• TO DO
1. Please revise the induced e.m.f. text by writing out the stretch from "an e.m.f. is induced in the coil" through "the induced e.m.f." again, with "voltmeter" replaced by "galvanometer".
2. Answer these questions about the induced e.m.f. text:
(a) What must there be between a conductor and a magnetic field for an e.m.f. to be induced?
(b) What example of a conductor is given for a conductor moving in a fixed magnetic field?
(c) What example of a conductor is given for a fixed conductor in a changing magnetic field?

• PAGE TEXT
## Start
An electromotive force (e.m.f.) is induced in a conductor whenever there is relative movement between the conductor and a magnetic field
This could be when
the conductor moves in a stationary magnetic field
the conductor is stationary in a changing magnetic field
Induced e.m.f. due to a moving conductor
For an electrical conductor moving in a fixed magnetic field:
the conductor (e.g. a wire) cuts the field lines
an e.m.f. is induced in the wire
When an electrical conductor moves in a magnetic field an e.m.f. is induced
Induced e.m.f. due to a moving field
For a fixed conductor in a changing magnetic field:
as the magnet moves through the conductor (e.g. a coil), the field lines cut through the turns on the conductor (each individual wire)
an e.m.f. is induced in the coil
When a magnet is moved towards a wire, the changing magnetic field induces a current in the coil of wire
A sensitive voltmeter can be used to measure the size of the induced e.m.f.
## End
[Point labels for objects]
## Start
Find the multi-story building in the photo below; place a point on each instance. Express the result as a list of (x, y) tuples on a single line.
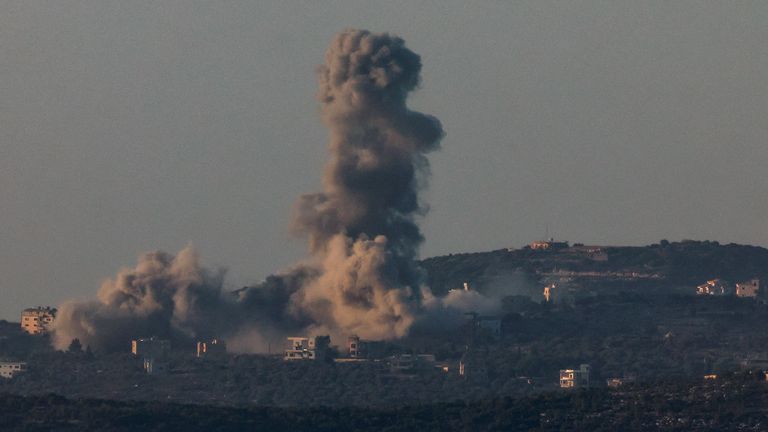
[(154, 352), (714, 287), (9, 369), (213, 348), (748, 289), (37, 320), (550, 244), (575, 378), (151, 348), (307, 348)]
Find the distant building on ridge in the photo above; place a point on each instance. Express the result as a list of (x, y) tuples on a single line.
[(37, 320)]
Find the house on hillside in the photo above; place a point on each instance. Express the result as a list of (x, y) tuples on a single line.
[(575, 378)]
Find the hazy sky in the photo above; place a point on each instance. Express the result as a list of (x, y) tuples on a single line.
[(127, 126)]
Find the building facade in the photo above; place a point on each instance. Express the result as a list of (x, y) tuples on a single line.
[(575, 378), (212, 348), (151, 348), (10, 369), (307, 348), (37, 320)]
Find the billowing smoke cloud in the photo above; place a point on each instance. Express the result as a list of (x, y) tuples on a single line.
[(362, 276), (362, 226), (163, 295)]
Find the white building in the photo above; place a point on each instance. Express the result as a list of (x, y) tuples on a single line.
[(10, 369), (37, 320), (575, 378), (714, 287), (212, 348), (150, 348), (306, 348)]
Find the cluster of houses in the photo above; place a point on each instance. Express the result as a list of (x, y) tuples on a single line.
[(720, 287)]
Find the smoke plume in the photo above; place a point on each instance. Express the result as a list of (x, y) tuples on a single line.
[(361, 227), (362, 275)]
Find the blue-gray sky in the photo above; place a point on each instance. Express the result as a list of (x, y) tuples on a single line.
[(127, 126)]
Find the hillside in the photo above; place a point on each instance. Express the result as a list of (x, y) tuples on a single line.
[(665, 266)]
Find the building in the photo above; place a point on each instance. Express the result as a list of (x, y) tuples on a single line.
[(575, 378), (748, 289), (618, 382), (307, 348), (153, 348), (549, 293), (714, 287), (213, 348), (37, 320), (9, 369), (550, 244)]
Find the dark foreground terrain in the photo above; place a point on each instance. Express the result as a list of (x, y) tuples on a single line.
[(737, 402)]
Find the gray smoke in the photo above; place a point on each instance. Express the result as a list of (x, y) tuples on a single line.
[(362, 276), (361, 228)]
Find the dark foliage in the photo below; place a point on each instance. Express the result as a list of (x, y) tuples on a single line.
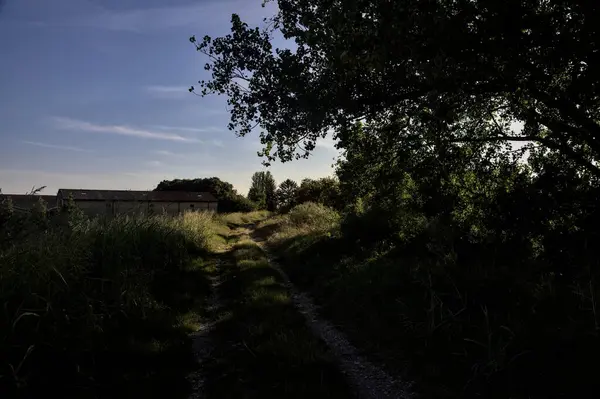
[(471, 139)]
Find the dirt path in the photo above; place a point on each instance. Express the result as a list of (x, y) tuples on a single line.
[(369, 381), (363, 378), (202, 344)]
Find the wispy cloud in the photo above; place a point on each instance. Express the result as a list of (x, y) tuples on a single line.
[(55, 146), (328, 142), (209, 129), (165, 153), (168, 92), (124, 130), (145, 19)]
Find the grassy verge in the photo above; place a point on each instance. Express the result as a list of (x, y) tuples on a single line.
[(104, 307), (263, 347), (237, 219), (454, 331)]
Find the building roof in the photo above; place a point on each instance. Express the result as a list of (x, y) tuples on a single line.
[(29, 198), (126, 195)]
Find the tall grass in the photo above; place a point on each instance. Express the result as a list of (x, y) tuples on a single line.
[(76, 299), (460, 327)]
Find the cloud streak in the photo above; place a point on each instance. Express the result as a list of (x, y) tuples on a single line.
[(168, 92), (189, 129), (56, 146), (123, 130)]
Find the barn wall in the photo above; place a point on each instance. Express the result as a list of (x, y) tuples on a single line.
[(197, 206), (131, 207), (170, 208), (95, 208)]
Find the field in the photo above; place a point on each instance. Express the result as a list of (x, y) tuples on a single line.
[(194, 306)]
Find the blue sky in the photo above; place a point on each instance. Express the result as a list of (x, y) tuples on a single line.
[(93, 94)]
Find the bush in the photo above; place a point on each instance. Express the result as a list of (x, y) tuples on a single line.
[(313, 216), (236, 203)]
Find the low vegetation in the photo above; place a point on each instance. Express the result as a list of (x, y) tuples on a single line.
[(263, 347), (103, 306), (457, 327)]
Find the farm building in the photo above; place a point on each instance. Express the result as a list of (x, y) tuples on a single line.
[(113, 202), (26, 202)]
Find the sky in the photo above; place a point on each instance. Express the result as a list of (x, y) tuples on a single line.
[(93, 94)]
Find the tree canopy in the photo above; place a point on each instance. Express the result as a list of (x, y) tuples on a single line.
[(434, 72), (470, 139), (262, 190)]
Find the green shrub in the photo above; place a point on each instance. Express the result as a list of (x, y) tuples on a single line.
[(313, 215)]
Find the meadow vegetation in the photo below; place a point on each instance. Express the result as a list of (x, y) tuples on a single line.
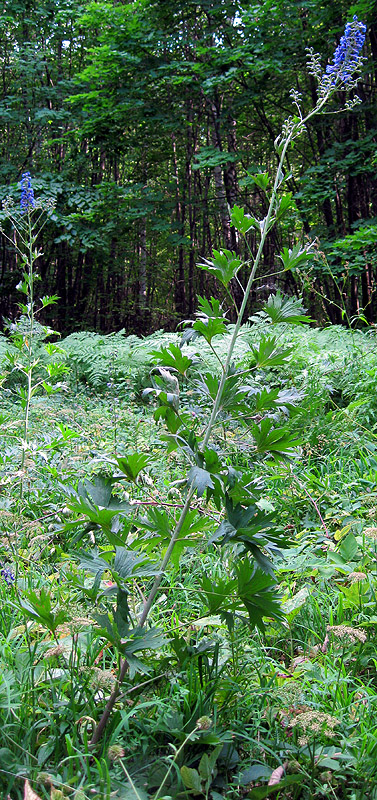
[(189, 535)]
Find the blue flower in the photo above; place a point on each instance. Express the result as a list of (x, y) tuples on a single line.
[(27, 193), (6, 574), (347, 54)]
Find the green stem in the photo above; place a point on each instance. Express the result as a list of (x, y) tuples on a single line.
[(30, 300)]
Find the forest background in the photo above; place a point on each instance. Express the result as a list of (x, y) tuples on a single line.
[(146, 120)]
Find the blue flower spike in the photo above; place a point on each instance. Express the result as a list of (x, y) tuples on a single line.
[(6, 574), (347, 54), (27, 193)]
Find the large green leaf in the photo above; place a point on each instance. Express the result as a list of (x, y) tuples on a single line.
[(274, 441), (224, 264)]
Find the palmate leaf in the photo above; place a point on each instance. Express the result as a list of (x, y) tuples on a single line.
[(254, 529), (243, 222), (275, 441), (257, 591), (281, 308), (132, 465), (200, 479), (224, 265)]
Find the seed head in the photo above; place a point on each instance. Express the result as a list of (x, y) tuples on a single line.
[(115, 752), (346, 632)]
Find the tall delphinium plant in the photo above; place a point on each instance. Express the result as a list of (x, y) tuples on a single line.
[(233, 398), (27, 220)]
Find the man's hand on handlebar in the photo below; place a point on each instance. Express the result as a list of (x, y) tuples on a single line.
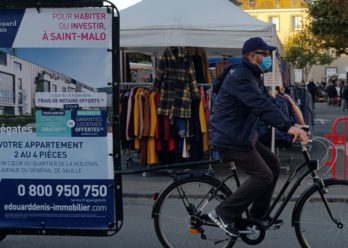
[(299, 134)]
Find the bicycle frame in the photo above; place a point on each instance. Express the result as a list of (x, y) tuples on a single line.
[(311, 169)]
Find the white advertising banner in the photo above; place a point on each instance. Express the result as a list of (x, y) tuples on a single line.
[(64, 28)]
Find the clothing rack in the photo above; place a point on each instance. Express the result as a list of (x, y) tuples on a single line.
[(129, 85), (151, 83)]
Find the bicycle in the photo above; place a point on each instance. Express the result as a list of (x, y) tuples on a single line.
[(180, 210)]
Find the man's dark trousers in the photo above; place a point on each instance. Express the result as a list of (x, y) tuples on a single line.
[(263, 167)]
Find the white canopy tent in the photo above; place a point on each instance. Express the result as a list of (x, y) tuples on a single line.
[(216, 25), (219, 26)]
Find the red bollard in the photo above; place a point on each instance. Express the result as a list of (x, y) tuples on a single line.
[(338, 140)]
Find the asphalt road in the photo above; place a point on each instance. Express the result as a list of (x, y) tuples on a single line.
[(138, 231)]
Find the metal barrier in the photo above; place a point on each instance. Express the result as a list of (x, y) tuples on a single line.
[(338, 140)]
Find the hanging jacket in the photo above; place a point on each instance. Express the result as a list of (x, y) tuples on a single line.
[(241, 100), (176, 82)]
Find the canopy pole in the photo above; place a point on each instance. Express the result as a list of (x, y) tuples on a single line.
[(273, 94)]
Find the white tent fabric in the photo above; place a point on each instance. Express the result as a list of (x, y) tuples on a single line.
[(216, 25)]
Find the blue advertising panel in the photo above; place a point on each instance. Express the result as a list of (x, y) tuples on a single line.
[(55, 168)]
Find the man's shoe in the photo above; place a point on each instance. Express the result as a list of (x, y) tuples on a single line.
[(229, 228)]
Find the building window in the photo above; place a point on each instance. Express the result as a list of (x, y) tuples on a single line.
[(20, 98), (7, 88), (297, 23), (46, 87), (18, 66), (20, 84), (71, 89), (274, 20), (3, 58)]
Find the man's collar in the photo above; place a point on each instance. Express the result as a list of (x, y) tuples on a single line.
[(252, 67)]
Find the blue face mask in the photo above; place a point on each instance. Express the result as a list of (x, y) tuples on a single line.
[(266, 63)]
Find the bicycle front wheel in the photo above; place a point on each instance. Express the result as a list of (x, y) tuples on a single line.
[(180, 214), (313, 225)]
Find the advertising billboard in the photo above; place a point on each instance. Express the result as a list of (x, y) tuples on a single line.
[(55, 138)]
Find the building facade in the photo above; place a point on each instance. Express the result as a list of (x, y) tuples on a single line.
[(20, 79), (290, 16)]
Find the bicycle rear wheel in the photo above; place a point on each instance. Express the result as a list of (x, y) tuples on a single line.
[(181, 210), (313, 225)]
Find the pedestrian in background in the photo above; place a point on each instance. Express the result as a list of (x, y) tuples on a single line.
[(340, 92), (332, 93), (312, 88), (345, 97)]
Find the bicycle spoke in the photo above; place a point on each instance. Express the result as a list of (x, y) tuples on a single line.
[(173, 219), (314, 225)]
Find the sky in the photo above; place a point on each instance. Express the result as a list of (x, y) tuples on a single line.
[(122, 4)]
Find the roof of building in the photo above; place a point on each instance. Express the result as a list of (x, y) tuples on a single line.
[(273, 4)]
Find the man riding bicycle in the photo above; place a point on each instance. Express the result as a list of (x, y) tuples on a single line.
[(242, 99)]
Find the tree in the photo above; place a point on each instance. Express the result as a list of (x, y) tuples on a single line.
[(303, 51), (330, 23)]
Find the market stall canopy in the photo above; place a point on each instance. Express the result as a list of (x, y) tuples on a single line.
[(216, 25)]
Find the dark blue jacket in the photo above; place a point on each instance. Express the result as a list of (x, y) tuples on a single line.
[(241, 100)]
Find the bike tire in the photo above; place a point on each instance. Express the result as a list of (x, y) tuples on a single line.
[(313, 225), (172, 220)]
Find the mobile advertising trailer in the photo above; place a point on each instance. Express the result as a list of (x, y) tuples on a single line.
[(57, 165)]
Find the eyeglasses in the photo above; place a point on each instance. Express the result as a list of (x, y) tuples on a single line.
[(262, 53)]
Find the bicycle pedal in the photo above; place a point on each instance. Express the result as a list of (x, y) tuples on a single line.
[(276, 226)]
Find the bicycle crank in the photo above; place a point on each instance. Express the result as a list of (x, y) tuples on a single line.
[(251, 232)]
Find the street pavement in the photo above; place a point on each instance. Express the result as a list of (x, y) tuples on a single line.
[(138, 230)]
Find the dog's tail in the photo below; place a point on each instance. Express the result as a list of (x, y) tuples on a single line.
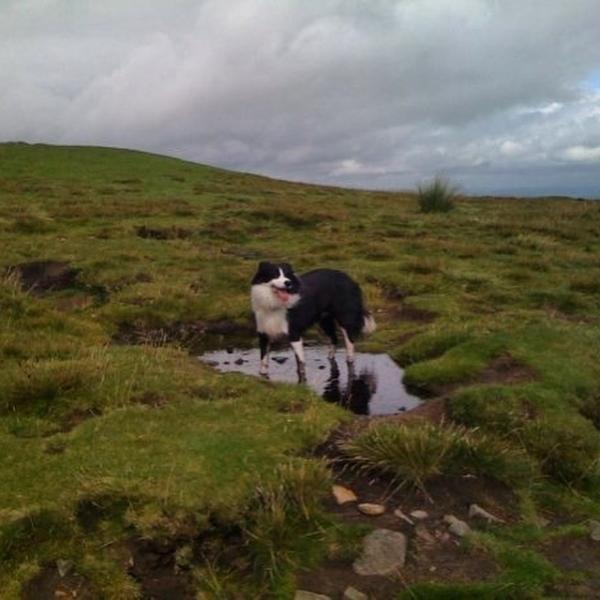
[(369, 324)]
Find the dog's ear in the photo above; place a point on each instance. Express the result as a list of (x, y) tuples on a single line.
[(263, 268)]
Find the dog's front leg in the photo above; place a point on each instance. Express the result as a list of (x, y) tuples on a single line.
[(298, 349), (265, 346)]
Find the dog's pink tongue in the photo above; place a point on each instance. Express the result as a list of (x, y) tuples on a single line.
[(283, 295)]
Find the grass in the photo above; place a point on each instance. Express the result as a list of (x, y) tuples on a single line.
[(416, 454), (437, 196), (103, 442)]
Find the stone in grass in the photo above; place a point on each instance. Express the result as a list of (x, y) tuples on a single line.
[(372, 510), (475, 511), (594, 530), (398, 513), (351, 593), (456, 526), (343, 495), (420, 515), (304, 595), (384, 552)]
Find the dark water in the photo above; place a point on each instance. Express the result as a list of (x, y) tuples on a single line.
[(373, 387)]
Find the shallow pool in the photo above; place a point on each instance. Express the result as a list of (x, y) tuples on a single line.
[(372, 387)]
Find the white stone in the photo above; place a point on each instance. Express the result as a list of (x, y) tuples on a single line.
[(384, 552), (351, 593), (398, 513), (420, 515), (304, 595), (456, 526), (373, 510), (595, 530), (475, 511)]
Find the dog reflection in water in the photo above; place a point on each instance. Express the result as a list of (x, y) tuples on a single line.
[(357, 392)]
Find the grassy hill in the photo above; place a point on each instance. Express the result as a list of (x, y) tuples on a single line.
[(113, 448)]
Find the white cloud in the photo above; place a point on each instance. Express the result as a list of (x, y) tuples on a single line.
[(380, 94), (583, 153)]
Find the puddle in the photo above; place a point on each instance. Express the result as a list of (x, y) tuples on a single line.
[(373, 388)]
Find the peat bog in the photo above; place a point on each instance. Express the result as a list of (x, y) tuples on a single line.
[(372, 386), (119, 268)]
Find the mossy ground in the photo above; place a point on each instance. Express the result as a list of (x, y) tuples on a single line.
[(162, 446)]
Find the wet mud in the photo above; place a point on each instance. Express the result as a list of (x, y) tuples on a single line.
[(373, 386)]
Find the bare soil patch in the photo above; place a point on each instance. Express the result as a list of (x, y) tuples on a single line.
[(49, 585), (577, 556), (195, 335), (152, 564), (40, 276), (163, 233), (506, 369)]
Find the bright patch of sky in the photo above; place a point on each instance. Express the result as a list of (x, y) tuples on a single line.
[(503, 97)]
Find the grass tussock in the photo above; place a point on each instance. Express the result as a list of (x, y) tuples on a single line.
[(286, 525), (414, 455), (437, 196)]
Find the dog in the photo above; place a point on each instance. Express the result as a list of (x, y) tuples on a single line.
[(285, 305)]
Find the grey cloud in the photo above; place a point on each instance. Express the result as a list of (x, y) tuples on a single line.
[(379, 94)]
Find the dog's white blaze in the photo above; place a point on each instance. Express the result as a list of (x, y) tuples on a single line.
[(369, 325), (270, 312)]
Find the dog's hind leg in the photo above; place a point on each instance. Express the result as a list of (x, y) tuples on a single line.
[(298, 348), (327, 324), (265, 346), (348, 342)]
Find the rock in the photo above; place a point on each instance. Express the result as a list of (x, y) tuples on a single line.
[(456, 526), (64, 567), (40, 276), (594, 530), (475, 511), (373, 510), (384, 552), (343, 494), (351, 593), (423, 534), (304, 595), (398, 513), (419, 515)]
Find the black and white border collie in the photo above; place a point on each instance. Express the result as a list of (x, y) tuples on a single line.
## End
• ANSWERS GIVEN
1.
an e.m.f. is induced in the coil
When a magnet is moved towards a wire, the changing magnetic field induces a current in the coil of wire
A sensitive galvanometer can be used to measure the size of the induced e.m.f.

2.
(a) Relative movement
(b) A wire
(c) A coil